Convert every one of the records below into a JSON list of strings, one string per line, with blank lines omitted. Leave the pictures out of the answer.

## Object point labels
>> BEGIN

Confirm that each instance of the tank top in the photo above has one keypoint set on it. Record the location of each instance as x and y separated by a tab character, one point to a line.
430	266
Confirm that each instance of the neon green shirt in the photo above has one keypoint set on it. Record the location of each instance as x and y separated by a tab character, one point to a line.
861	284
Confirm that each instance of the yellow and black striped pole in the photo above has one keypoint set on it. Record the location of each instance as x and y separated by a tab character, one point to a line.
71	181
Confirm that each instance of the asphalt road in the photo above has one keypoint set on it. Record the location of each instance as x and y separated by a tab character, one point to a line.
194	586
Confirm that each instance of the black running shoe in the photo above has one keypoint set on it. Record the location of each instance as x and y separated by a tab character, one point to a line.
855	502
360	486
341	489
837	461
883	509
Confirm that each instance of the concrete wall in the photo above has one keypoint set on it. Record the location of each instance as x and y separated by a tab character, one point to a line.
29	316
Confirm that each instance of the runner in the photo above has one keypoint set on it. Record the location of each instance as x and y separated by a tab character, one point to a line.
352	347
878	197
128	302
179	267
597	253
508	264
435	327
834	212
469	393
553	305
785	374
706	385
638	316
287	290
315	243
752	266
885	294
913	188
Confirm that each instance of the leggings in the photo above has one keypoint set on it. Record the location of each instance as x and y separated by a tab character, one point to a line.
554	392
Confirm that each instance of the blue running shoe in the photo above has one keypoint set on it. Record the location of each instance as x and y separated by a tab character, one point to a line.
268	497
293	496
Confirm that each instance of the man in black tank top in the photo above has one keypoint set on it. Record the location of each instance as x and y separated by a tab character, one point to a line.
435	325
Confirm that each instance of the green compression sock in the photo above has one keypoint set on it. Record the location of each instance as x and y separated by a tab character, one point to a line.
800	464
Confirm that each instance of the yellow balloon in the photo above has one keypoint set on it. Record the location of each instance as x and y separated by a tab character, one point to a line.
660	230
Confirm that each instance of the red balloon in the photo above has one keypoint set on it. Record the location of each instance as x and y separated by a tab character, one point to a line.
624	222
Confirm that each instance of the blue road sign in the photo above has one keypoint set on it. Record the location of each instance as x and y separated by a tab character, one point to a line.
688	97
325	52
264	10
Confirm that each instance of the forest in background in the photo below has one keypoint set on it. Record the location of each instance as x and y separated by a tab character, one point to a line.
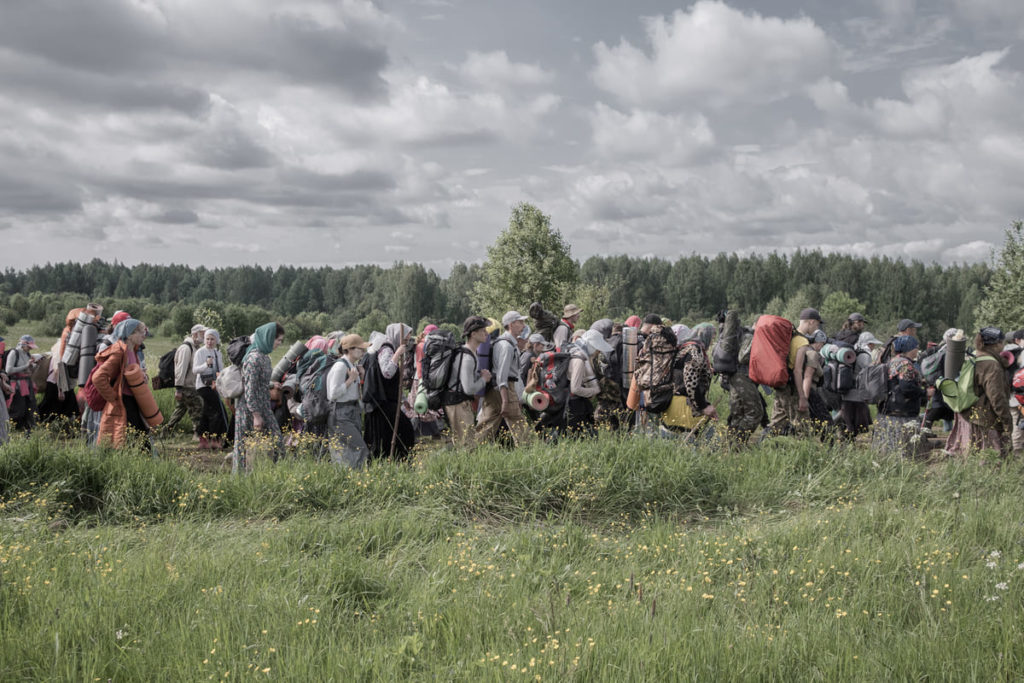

>> END

## THE COMPLETED TASK
[
  "Confirm that each instance of the tank top in the photo above has one keypoint set on it. Record the location of each instance as x and y separated by a tab character, one point to a line.",
  "430\t266",
  "Confirm that each instance of the neon green shirt in the photo above has one keypoint set on it. Record the location of each instance as x and y separated by a tab character, one point to a line.",
  "861\t284",
  "Confirm that each instance of the yellow and black striped pole in the photo above has one keypoint set on it. Record the location of each instance as x and y separated by a tab character, one point to a line.",
  "71\t181",
  "Confirm that each instance of the asphalt road in the photo above has one keypoint set on it. Record the location of each instance as x and y separated by a tab character, one point to a line.",
  "194\t586",
  "Confirm that each instance of the black running shoe in the photo above has one keypoint set on it. Record the location of each instance as x and y separated by a tab character, one point to a line.",
  "855\t502",
  "360\t486",
  "341\t489",
  "837\t461",
  "883\t509",
  "Confirm that each instance of the concrete wall in the photo above has one keypoint set on it. Record the location of each instance as x and y separated by a tab character, one point to a line.",
  "29\t316",
  "Confirm that each instance of the runner in the photo above has one keypoint set on it. Record the location of each instance as x and y separated by a tab character, one point to a line.",
  "352\t347",
  "878\t197",
  "128\t302",
  "179\t267",
  "597\t253",
  "508\t264",
  "435\t327",
  "834\t212",
  "469\t393",
  "553\t305",
  "785\t374",
  "706\t385",
  "638\t316",
  "287\t290",
  "315\t243",
  "752\t266",
  "885\t294",
  "913\t188",
  "Confirm that each instance of the leggings in the photo above has one keypoint set on it. Record the location of each instance as x and y separated by a tab character, one point to a line.",
  "554\t392",
  "Confirm that each instance of the blue running shoe in the photo above has one keypoint set on it. Record the location of each instance as x and y separated by a tab character, one point to a line.",
  "268\t497",
  "293\t496",
  "Confirm that each instance of the man in black tank top in the photo above has one keypoint set on it. Record the location of each instance as x and y separated by a tab character, one point to a line.",
  "435\t325",
  "Confirm that each instance of the green compression sock in the photo above has one keypoint set on it. Record the location of each instance as x and y separated by a tab character, one point to a line.",
  "800\t464",
  "Confirm that each instance of the yellow balloon in the photo above has one keypoint set on it. Record the location of each instance as x and y separated by a tab character, one point to a line.",
  "660\t230",
  "Confirm that each instance of the red balloon in the photo above has one keypoint set on it. Record the location of each instance as x and y separated by a tab character, one point to a line.",
  "624\t222",
  "Confirm that each instance of the blue road sign in the photo above has one keypoint set on it. Record the location of each instance as x and y separated by a tab character, one point to a line.",
  "688\t97",
  "325\t52",
  "264\t10",
  "Confirm that each instance of the forest in background in the photo below has one keypoint set on it. Record the location of each instance as x and y separated by a tab character, one point to a line."
]